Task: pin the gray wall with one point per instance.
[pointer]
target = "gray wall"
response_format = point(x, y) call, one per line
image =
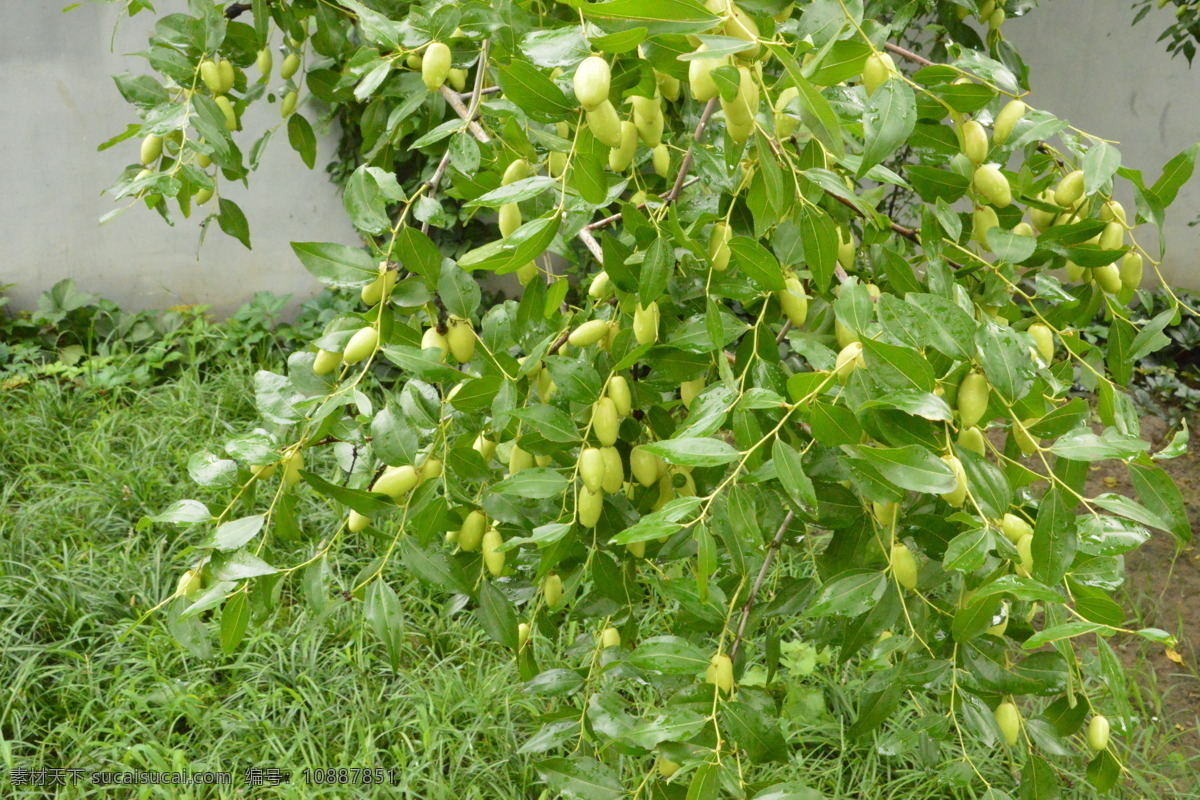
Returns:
point(59, 103)
point(1087, 65)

= = =

STATED GOAL -
Can you copy the entries above word for word, leaving out the picture?

TASK RESULT -
Task: pin the gray wall with one point per instance.
[pointer]
target = "gray wall"
response_format = point(x, y) call, one per line
image =
Returns:
point(59, 103)
point(1087, 65)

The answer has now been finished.